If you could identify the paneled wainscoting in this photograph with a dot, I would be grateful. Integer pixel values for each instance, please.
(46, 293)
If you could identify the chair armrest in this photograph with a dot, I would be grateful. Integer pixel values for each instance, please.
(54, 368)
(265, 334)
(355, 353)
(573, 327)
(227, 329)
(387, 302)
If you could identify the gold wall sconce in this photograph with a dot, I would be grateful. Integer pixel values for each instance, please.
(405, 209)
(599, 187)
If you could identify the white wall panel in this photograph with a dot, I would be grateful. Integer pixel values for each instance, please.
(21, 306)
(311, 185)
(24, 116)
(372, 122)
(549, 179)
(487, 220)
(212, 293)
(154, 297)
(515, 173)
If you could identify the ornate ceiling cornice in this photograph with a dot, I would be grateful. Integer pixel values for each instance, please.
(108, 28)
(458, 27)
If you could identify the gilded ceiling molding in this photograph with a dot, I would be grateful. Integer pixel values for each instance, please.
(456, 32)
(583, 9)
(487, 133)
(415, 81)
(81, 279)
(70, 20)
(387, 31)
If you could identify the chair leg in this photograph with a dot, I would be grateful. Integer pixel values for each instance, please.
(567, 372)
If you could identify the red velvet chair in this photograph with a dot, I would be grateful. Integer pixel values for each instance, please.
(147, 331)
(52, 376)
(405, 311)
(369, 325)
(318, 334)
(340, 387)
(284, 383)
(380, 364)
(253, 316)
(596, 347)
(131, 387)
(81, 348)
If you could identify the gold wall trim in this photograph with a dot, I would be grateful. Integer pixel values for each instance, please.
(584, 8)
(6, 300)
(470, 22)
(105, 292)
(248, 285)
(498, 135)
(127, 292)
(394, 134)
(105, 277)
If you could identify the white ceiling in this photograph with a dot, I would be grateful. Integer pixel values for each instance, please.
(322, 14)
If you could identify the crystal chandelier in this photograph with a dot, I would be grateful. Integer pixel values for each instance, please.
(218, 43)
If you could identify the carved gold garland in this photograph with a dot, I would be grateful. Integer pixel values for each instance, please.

- **Assigned task**:
The expected output is the run of lines from the one that includes "If you could identify the white ceiling" through the end of the listing above, exactly as they stand.

- **Answer to the problem**:
If you could identify the white ceiling in this photograph with a dot, I would be grateful. Integer pixel values for each instance, please.
(322, 14)
If you could identify the crystal chandelier in this photograph with a dot, I would be grateful. Integer pixel values for each instance, please.
(218, 43)
If you could identify the carved gold garland in this photograph with a dot, I would be grateful. Integer pixel values for each instance, please.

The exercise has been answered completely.